> [What is required]: Rewrite each non-blank line of the records below as a row in a Markdown table with the columns "Row" and "Line," numbering the rows in order. Leave the pictures out of the answer.

> [Data shown]:

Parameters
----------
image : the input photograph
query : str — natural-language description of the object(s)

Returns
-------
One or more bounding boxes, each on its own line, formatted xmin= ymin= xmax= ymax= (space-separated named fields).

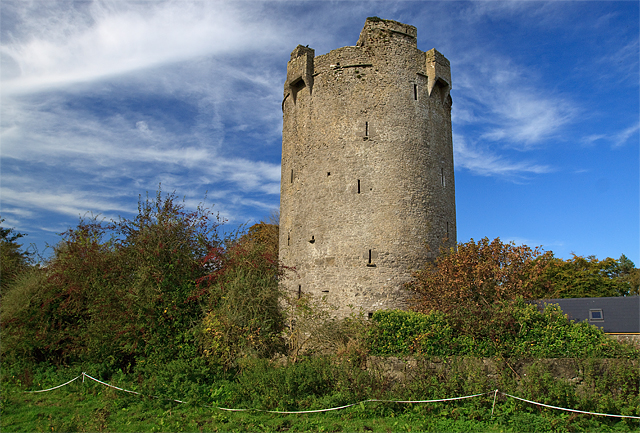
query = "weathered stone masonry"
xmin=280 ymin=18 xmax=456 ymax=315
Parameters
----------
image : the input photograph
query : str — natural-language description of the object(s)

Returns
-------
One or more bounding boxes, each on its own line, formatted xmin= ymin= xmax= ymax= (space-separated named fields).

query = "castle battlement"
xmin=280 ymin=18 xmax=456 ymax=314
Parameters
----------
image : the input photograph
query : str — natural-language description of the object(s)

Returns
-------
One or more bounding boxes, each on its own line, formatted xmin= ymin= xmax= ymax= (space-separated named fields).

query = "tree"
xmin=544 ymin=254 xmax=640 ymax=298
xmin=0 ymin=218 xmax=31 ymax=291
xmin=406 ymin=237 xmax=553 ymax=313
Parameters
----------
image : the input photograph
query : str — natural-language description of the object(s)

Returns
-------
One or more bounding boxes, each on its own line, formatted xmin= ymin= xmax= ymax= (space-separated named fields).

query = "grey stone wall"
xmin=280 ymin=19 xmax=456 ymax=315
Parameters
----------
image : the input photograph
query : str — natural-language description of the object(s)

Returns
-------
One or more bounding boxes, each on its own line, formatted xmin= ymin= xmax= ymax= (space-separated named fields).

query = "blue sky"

> [Task response]:
| Row | Line |
|---|---|
| 1 | Parameters |
| 2 | ---------- |
| 3 | image : the input photograph |
| 4 | query : str — natural-language description of the object(s) |
| 5 | Returns |
| 6 | ------- |
| 7 | One or more bounding boxes, each on its own line, formatted xmin= ymin= xmax= ymax= (space-separated named fields). |
| 8 | query = "weathered stone masonry" |
| 9 | xmin=280 ymin=18 xmax=456 ymax=315 |
| 10 | Parameters |
| 11 | ---------- |
| 12 | image : the input photograph |
| 13 | query : str — natural-language description of the object(s) |
| 14 | Returns |
| 15 | ------- |
| 16 | One or more bounding boxes, each on its own line, formatted xmin= ymin= xmax= ymax= (space-separated named fields). |
| 17 | query = "castle battlement" |
| 18 | xmin=280 ymin=18 xmax=456 ymax=314 |
| 19 | Parameters |
| 20 | ---------- |
| 21 | image : the input photograph |
| 22 | query : str — natural-language description of the object(s) |
| 23 | Returns |
| 24 | ------- |
| 25 | One or more bounding boxes, each on its own line, formatted xmin= ymin= xmax= ymax= (space-separated named fields). |
| 26 | query = "tree" |
| 27 | xmin=544 ymin=254 xmax=640 ymax=298 |
| 28 | xmin=0 ymin=218 xmax=31 ymax=291 |
| 29 | xmin=406 ymin=237 xmax=553 ymax=313 |
| 30 | Parameters |
| 31 | ---------- |
| 32 | image : the input photograph |
| 33 | query : str — natural-language description of the object(s) |
| 34 | Returns |
| 35 | ------- |
| 36 | One or more bounding boxes, each on its own line, formatted xmin= ymin= xmax= ymax= (space-separated named fields). |
| 37 | query = "grey stone wall" |
| 38 | xmin=280 ymin=19 xmax=456 ymax=315 |
| 39 | Parameters |
| 40 | ---------- |
| 41 | image : the input photograph |
| 42 | query : str — natural-language description of the object(s) |
| 43 | Returns |
| 44 | ------- |
| 45 | One or more bounding boxes, each on its own line, formatted xmin= ymin= xmax= ymax= (space-separated named fields). |
| 46 | query = "blue sky" |